## Excerto do texto
────────────────

Chama-se a este 3º Domingo do Advento, o Domingo da Alegria ou Domingo Gaudete. E é esse também um dos temas dominantes da Liturgia da Palavra de hoje. É, aliás, tema recorrente nas Exortações Apostólicas do Papa Francisco: “A alegria do Evangelho”, “A alegria do Amor” e “Alegrai-vos e Exultai”, esta última sobre a vocação à santidade no mundo atual.
E porque nos alegramos ainda porque nesta Eucaristia(1) várias mulheres grávidas pedem ao Senhor a graça de um bom parto e a bênção para os seus filhos, parece-me oportuno percorrermos alguns números(2) da Exortação Apostólica Amoris Laetitia(3) (A alegria do amor) e meditarmos no conceito de fecundidade alargada que é, em certo sentido, a resposta de João Baptista àqueles que lhe perguntavam: «Que devemos fazer?» e a que ele responde: «Quem tiver duas túnicas reparta com quem não tem nenhuma; e quem tiver mantimentos faça o mesmo». Na pergunta que as multidões e nós fazemos a João Baptista – «Que devemos fazer?» – está o desejo de vivermos em maior comunhão com Deus e corresponsabilidade para com o próximo. Na resposta de João, uma forma inequívoca de fecundidade porque mesmo o amor conjugal «não se esgota no interior do próprio casal» como ensinava São João Paulo II.
Primeiro pensemos na alegria própria da gravidez. «Os filhos são amados antes de chegar». São amados pela família «que é o âmbito não só da geração, mas também do acolhimento da vida que chega como um presente de Deus.»
A gravidez é um período difícil, mas também um tempo maravilhoso. A mãe colabora com Deus, para que se verifique o milagre duma nova vida. Cada mulher participa do «mistério da criação, que se renova na geração humana». Assim diz o Salmo: Senhor, «formaste-me no seio de minha mãe» (Sl 139/138, 13). Cada criança, que se forma dentro de sua mãe, é um projecto eterno de Deus Pai e do seu amor eterno: «Antes de te haver formado no ventre materno, Eu já te conhecia; antes que saísses do seio de tua mãe, Eu te consagrei» (Jr 1, 5). Cada criança está no coração de Deus desde sempre e, no momento em que é concebida, realiza-se o sonho eterno do Criador. Pensemos quanto vale o embrião, desde que é concebido! É preciso contemplá-lo com este olhar amoroso do Pai, que vê para além de toda a aparência. (Cf. n. 168)
A mulher grávida pode participar deste projecto de Deus, sonhando o seu filho: «Toda a mãe e todo o pai sonharam o seu filho durante nove meses. (Cf. n. 169)

────────────────

## Dados fornecidos

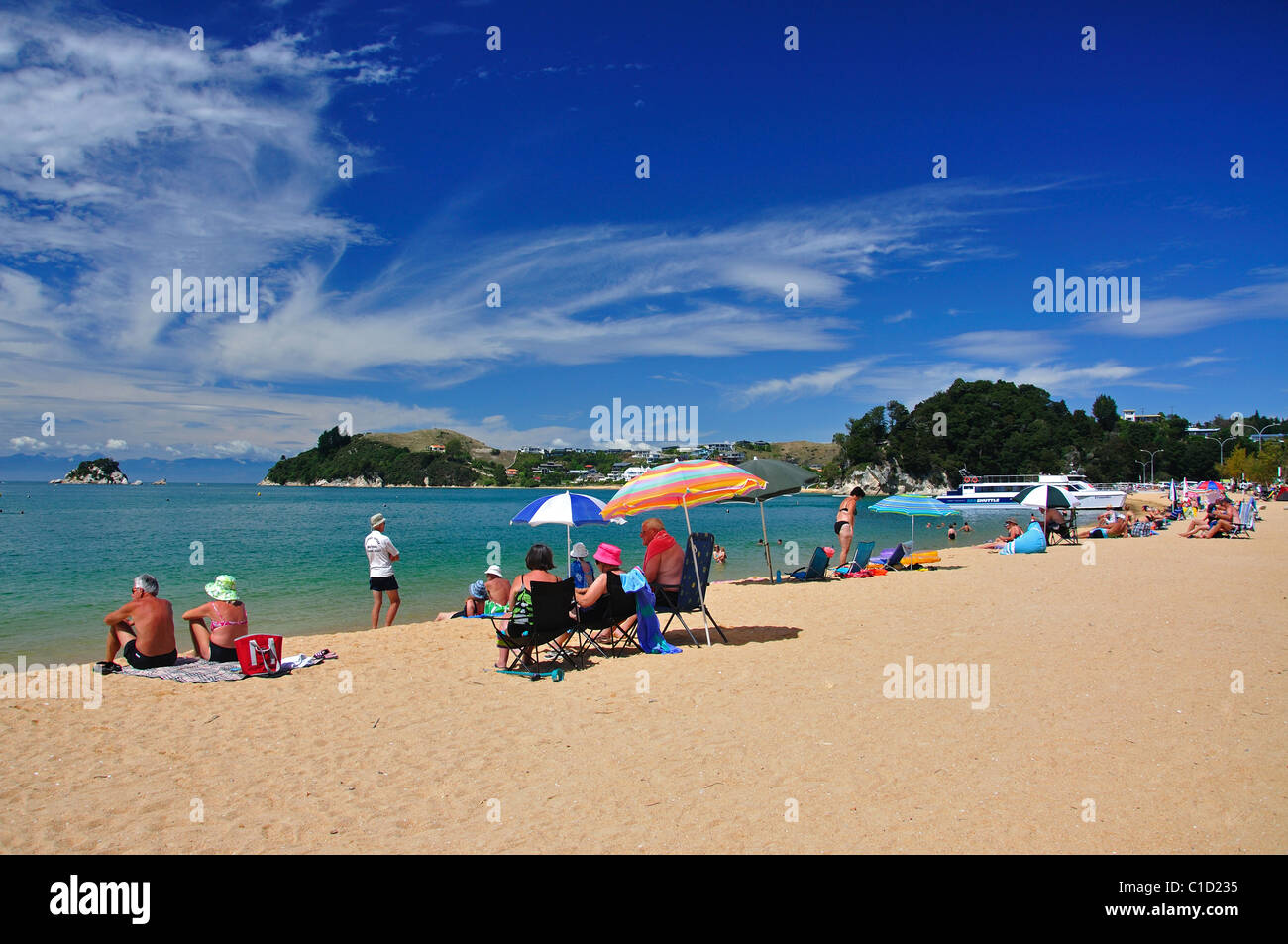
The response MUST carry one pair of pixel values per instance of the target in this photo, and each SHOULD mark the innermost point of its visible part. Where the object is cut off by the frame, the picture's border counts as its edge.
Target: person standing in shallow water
(380, 571)
(845, 520)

────────────────

## Trabalho a fazer
A - Transcreva literalmente o trecho da homilia sobre a alegria que vai de "E porque nos" até "João Paulo II.", inclusive.
B - Por favor, prossiga a homilia sobre a alegria a partir do ponto em que ela termina.

## Respostas por item
A -
E porque nos alegramos ainda porque nesta Eucaristia(1) várias mulheres grávidas pedem ao Senhor a graça de um bom parto e a bênção para os seus filhos, parece-me oportuno percorrermos alguns números(2) da Exortação Apostólica Amoris Laetitia(3) (A alegria do amor) e meditarmos no conceito de fecundidade alargada que é, em certo sentido, a resposta de João Baptista àqueles que lhe perguntavam: «Que devemos fazer?» e a que ele responde: «Quem tiver duas túnicas reparta com quem não tem nenhuma; e quem tiver mantimentos faça o mesmo». Na pergunta que as multidões e nós fazemos a João Baptista – «Que devemos fazer?» – está o desejo de vivermos em maior comunhão com Deus e corresponsabilidade para com o próximo. Na resposta de João, uma forma inequívoca de fecundidade porque mesmo o amor conjugal «não se esgota no interior do próprio casal» como ensinava São João Paulo II.

B -
Hoje, com os progressos feitos pela ciência, é possível saber de antemão a cor que terá o cabelo da criança e as doenças que poderá ter no futuro, porque todas as características somáticas daquela pessoa estão inscritas no seu código genético já no estado embrionário. Mas, conhecê-lo em plenitude, só consegue o Pai do Céu que o criou: o mais precioso, o mais importante só Ele conhece, pois é Ele que sabe quem é aquela criança, qual é a sua identidade mais profunda. A mãe, que o traz no ventre, precisa de pedir luz a Deus para poder conhecer em profundidade o seu próprio filho e saber esperá-lo como ele é. É importante que aquela criança se sinta esperada. (Cf. n. 170)
Mas «a maternidade não é uma realidade exclusivamente biológica, ela expressa-se de diversas maneiras», como por exemplo pela adoção, que é um caminho difícil mas de extrema generosidade… acolher e amar quem foi abandonado.
Ainda assim, «a procriação e a adoção não são as únicas maneiras de viver a fecundidade do amor». Diz o Papa Francisco que «todas as famílias, com ou sem filhos, são chamadas a desenvolver outras formas de fecundidade deixando a sua marca na sociedade em que está inserida.»
Jesus movia-se no contexto de uma família alargada. Lembremo-nos daquele dia em que ele, com apenas 12 anos, andava pela caravana entre os familiares e amigos e José e Maria à procura.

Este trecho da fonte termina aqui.